**What is needed**
From the records below, copy each line containing the word "umbrella" and leave the rest out.

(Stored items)
..........

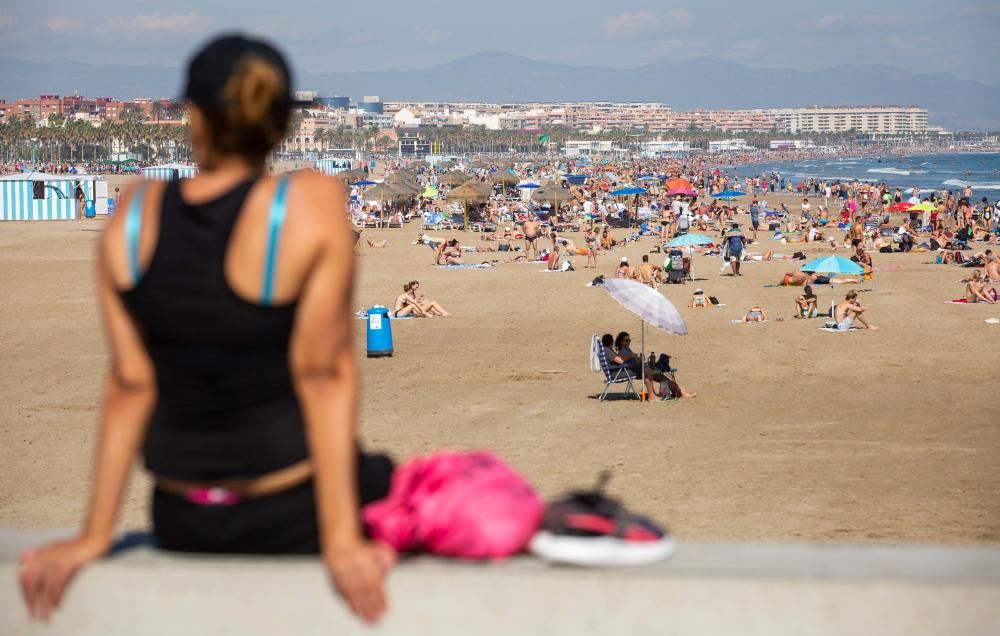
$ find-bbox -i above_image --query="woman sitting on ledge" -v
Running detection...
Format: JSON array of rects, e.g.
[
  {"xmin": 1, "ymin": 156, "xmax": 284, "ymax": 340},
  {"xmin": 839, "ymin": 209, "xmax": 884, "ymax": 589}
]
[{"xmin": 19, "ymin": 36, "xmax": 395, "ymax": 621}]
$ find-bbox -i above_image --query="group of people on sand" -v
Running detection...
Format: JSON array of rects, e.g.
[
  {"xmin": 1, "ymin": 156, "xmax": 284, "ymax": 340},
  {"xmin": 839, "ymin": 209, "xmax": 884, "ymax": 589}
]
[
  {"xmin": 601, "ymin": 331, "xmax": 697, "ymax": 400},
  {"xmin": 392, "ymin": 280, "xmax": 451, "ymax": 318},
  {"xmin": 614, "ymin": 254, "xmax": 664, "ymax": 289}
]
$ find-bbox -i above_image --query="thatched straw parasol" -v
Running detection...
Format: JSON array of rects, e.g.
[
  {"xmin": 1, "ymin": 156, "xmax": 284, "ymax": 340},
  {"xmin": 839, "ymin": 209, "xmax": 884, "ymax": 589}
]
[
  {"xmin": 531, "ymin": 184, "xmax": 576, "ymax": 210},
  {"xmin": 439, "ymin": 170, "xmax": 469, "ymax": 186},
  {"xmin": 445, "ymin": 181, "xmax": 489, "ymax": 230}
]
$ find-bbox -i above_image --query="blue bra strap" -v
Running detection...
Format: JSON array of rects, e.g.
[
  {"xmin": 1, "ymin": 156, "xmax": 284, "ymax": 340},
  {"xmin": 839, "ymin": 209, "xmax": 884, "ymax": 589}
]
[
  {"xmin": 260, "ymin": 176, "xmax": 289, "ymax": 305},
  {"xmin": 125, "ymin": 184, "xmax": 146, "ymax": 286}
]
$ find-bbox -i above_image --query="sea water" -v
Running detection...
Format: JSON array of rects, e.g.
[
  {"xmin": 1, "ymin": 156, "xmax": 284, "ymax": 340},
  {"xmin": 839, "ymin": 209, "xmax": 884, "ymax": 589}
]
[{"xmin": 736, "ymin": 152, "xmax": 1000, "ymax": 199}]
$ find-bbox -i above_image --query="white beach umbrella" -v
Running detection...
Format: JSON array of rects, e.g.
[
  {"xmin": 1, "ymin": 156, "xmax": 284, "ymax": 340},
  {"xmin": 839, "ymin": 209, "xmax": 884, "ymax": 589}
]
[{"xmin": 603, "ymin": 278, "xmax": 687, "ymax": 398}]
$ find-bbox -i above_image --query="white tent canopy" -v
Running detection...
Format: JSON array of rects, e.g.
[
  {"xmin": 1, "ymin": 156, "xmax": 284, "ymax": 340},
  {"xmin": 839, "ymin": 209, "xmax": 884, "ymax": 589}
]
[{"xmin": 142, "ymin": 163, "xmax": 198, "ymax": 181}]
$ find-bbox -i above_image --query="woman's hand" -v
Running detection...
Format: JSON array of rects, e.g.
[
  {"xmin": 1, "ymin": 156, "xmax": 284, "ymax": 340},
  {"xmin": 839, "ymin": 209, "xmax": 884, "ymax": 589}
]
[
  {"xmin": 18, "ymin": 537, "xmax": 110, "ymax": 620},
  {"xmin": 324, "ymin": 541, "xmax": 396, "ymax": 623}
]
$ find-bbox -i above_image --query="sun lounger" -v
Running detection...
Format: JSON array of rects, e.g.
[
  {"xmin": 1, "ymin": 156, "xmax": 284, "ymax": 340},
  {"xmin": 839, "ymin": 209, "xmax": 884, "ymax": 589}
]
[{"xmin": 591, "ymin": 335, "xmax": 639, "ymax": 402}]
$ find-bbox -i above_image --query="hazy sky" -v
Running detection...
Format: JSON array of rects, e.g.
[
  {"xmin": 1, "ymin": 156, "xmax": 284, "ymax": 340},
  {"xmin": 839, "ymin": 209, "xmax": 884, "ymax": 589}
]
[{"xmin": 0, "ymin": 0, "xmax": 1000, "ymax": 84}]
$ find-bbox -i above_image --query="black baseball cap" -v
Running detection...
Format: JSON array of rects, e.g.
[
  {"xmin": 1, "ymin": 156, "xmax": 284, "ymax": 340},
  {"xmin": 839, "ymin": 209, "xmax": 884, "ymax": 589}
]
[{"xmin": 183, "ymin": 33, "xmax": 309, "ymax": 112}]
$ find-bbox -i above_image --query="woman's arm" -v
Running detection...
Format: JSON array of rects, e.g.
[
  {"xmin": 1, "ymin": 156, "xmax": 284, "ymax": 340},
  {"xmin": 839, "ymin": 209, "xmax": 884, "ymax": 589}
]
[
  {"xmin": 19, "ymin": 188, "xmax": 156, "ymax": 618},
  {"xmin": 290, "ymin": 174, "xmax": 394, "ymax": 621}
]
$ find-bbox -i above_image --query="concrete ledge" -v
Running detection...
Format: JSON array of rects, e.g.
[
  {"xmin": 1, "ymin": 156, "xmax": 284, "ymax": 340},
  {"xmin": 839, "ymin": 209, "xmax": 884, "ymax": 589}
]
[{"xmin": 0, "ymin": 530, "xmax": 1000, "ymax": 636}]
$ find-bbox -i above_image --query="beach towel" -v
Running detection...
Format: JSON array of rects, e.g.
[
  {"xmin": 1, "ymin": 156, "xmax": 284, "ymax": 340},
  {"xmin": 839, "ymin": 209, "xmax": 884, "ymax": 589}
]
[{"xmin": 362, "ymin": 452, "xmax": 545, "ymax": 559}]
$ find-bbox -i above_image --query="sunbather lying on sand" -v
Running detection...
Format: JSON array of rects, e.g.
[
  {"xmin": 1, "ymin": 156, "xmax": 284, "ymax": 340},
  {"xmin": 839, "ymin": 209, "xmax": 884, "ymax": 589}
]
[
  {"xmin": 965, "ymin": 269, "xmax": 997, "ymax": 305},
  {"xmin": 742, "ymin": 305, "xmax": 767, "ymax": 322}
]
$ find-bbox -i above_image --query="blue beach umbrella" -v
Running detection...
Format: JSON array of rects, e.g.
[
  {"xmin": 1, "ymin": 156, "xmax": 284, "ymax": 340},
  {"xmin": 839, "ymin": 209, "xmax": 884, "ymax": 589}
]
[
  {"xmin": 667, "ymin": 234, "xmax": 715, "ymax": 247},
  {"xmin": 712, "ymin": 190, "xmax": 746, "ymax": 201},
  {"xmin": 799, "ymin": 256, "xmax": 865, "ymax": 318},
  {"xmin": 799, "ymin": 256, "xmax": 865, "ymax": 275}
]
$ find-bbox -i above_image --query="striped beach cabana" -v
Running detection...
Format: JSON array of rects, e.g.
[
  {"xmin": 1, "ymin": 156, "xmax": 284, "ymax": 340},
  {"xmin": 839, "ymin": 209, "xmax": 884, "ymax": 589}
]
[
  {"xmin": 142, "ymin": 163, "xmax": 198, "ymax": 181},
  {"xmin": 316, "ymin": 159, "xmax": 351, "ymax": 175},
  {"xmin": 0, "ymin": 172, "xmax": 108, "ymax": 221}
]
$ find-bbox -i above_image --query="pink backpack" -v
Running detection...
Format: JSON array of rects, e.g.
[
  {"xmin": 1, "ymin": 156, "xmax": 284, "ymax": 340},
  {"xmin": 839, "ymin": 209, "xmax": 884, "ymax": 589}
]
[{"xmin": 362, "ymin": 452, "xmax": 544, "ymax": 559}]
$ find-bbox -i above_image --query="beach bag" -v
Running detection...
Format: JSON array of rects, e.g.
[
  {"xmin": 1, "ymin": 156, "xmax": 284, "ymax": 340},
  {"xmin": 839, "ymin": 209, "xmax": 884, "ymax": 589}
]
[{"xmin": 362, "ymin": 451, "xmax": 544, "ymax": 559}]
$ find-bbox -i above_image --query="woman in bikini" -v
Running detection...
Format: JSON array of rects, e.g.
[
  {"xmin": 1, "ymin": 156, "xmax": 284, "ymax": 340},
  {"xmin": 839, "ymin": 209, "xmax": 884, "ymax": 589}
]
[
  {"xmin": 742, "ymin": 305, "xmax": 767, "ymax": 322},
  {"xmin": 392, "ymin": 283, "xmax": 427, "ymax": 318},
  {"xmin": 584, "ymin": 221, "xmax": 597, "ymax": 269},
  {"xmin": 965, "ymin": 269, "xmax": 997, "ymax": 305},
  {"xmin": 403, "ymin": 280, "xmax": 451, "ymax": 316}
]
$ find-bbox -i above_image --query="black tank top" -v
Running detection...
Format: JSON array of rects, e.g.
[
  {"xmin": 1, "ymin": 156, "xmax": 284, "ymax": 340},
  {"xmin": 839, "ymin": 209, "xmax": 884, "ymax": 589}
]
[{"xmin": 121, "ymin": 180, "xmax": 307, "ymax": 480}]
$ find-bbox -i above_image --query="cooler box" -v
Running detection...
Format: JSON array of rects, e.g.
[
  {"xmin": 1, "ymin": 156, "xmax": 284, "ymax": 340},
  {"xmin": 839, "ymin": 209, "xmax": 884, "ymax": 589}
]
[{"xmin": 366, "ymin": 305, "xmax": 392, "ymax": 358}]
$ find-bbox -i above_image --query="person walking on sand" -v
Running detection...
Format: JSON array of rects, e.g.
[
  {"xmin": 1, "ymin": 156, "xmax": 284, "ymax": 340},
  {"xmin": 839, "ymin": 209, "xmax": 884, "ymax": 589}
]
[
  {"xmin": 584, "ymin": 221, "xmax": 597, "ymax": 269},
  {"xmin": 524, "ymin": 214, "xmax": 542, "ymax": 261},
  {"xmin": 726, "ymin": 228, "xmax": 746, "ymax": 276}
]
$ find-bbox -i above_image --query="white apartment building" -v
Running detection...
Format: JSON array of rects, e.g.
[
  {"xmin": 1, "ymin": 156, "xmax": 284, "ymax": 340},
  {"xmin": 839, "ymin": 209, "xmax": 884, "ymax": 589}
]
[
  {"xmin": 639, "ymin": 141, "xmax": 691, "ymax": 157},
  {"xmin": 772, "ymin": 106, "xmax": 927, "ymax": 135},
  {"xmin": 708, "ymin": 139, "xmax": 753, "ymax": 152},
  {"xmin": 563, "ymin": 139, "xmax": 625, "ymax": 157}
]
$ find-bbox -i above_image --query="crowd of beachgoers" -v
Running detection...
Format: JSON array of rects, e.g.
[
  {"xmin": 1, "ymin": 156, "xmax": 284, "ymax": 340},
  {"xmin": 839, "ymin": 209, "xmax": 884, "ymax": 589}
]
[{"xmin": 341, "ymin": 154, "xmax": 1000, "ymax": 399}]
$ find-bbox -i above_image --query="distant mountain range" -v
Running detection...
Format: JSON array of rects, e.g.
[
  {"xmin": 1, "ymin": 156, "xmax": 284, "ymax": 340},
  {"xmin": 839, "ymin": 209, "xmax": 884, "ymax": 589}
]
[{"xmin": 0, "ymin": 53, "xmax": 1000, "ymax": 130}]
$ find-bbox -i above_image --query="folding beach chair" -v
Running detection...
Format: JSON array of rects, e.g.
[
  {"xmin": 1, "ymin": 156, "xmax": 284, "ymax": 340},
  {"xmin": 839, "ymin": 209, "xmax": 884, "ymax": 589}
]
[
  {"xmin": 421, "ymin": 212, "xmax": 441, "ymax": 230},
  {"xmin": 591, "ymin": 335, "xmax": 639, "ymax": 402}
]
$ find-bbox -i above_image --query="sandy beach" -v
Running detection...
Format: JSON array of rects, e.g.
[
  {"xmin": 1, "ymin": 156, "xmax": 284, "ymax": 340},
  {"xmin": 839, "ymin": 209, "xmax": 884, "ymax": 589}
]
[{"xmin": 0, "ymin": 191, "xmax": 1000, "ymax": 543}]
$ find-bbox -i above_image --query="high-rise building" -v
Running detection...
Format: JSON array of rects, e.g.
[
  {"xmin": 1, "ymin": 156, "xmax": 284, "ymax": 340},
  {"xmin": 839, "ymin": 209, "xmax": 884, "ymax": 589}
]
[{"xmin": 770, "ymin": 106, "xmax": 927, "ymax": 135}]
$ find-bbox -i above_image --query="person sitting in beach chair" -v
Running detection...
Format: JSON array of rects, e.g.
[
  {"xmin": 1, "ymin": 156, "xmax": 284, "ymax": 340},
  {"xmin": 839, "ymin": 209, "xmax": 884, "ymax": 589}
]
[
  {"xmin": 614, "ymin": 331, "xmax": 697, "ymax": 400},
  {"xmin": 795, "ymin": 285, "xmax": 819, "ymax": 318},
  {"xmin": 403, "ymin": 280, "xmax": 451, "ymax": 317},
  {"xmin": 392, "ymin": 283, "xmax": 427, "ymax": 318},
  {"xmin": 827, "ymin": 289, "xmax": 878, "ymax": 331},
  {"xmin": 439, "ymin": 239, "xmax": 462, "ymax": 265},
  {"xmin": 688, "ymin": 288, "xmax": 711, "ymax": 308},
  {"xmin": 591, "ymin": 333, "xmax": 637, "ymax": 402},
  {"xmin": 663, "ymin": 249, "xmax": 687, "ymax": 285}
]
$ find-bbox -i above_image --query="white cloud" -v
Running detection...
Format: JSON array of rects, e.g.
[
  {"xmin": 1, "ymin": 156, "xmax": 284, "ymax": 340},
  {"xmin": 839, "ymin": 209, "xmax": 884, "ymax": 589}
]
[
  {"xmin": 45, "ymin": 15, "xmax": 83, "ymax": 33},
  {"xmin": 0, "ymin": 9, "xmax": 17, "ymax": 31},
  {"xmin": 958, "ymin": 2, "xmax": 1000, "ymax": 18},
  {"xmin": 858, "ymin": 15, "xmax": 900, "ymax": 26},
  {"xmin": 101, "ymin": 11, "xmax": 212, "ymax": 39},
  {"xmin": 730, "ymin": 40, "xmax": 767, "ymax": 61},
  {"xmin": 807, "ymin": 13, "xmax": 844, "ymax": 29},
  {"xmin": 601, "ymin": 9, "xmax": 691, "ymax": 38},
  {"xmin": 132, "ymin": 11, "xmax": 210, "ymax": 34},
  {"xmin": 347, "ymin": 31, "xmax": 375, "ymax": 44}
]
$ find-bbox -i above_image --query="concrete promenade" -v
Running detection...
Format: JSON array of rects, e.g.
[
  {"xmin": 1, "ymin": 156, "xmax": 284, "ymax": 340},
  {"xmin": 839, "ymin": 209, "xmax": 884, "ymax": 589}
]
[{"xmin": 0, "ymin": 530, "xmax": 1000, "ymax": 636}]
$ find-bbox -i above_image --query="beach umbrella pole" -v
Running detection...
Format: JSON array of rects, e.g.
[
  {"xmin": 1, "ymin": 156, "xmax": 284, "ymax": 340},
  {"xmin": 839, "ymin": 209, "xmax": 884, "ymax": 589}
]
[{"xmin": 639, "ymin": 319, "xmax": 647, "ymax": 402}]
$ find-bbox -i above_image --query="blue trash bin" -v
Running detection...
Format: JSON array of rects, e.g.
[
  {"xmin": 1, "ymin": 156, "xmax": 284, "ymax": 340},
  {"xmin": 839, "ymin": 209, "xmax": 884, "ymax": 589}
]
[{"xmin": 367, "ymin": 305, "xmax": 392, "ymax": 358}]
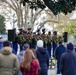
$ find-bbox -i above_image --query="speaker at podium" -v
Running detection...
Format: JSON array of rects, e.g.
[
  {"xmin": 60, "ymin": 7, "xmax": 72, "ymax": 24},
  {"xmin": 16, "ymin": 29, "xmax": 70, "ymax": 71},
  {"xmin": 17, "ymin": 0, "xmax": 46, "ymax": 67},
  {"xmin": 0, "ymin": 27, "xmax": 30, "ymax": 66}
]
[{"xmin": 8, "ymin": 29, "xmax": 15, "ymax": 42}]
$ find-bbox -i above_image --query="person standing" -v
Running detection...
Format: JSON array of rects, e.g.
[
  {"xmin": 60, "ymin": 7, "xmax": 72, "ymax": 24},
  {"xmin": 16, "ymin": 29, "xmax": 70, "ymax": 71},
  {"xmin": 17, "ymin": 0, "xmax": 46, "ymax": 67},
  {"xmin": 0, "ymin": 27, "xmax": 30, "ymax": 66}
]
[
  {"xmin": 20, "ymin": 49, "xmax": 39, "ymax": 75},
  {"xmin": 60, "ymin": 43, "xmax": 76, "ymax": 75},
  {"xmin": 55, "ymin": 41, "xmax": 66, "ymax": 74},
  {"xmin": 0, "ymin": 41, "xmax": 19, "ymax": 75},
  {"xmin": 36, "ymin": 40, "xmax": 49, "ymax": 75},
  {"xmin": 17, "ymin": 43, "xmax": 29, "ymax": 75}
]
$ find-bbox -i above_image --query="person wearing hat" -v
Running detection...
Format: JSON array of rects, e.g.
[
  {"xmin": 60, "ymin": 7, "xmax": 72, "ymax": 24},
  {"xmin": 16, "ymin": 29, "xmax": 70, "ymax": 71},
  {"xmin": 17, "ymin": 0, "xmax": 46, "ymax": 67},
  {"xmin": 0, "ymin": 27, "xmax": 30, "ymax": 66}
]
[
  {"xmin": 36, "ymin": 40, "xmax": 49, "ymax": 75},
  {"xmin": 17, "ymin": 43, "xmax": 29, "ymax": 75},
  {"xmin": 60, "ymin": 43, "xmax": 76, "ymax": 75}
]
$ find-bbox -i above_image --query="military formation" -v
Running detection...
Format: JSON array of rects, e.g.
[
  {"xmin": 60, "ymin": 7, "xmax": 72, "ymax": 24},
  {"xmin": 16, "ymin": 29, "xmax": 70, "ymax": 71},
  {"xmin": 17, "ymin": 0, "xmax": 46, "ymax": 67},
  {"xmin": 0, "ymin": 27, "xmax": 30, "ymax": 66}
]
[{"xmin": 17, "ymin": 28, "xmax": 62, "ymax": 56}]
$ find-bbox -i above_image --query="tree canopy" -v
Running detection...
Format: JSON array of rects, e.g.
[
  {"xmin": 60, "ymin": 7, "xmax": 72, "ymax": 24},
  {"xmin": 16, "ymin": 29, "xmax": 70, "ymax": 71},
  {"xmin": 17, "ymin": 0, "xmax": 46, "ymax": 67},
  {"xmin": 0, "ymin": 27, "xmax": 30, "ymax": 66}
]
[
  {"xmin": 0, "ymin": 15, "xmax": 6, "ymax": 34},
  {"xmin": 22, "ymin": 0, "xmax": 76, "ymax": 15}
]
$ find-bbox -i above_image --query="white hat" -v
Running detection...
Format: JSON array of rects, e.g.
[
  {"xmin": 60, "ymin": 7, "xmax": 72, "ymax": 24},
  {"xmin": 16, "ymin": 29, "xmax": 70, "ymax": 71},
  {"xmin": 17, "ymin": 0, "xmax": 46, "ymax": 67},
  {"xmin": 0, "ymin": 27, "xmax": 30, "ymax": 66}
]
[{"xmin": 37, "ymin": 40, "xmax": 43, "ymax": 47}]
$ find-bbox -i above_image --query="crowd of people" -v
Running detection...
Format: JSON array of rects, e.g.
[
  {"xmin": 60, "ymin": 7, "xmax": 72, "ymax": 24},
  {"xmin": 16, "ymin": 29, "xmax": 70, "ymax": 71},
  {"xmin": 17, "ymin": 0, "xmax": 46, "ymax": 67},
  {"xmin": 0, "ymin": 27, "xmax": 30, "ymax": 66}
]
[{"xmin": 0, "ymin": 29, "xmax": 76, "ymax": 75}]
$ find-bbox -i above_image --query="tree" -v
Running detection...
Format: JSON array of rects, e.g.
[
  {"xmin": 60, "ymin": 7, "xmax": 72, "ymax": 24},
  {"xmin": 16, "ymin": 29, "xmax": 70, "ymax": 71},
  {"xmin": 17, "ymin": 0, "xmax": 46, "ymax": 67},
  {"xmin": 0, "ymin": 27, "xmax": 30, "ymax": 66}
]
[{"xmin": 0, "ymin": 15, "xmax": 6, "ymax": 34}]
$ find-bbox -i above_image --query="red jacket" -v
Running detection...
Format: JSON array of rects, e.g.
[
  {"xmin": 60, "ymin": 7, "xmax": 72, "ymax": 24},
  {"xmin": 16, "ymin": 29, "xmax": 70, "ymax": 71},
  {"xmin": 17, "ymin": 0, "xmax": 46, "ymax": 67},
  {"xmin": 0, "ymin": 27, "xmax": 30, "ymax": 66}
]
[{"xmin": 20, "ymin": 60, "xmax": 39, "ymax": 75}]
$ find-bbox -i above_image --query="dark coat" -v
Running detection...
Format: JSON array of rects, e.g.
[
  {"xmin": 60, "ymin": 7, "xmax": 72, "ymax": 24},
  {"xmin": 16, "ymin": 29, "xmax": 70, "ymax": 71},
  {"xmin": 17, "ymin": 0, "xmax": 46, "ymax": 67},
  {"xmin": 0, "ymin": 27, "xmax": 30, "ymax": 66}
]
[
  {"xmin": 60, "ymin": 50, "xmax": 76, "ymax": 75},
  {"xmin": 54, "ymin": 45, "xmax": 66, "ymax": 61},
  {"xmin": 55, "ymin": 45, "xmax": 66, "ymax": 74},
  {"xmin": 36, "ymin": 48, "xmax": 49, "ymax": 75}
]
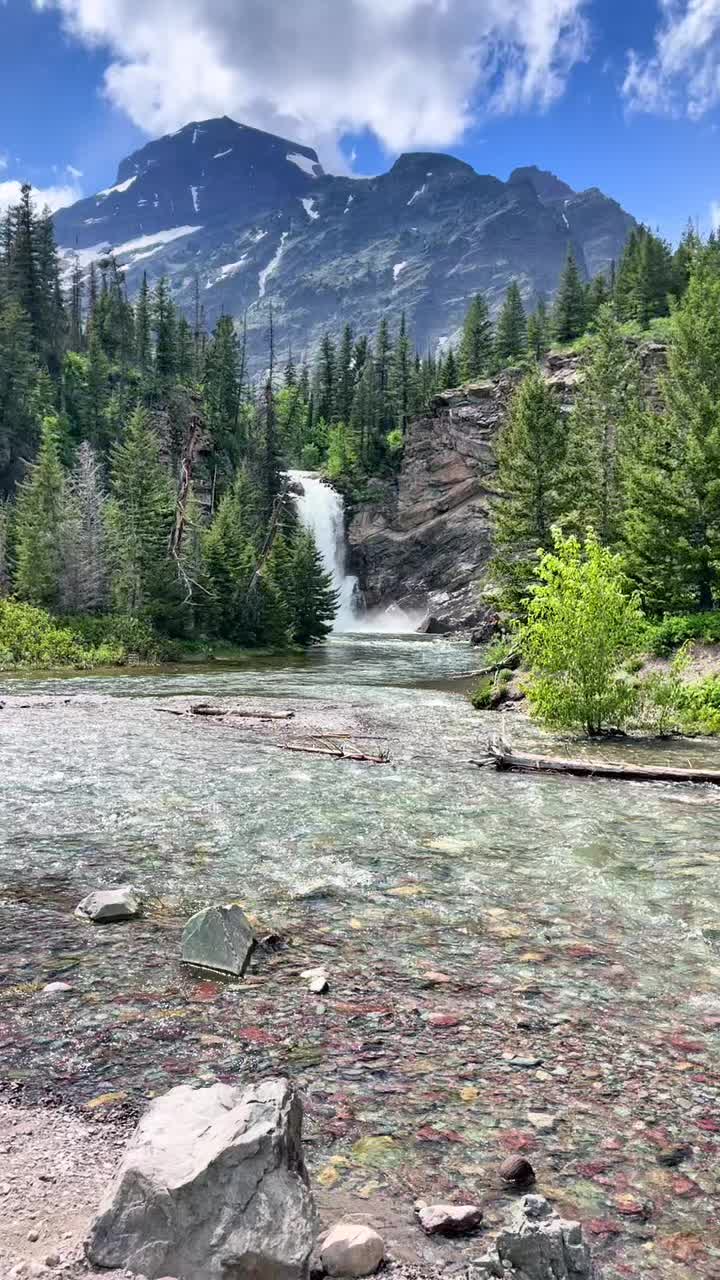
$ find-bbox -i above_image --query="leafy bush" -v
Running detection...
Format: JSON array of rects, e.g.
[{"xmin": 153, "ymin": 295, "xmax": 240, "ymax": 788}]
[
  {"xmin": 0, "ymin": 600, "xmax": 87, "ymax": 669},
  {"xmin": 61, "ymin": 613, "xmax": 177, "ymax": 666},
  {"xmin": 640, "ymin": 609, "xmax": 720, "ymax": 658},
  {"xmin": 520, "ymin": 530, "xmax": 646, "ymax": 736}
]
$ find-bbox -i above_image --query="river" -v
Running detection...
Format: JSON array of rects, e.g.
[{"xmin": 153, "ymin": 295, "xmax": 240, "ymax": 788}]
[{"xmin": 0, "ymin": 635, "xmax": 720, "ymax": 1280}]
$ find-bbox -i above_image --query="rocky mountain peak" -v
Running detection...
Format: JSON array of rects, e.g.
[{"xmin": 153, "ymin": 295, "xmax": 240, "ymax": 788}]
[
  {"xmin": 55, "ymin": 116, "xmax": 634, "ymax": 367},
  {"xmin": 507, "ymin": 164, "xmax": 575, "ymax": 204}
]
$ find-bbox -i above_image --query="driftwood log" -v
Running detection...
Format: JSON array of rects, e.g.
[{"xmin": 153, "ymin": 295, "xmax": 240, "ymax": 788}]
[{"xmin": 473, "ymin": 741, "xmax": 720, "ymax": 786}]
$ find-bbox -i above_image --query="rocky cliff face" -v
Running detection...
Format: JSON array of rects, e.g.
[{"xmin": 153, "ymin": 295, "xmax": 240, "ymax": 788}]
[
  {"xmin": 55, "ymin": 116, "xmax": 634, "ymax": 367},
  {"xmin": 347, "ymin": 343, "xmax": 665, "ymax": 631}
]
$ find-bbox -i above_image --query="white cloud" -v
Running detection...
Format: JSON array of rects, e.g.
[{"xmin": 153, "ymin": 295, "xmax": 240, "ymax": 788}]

..........

**Written response**
$ find-bbox -i above_image --query="white beach umbrella" -v
$ find-bbox -i above_image --query="blue beach umbrella" -v
$ find-bbox -i above_image --query="beach umbrella pole" -v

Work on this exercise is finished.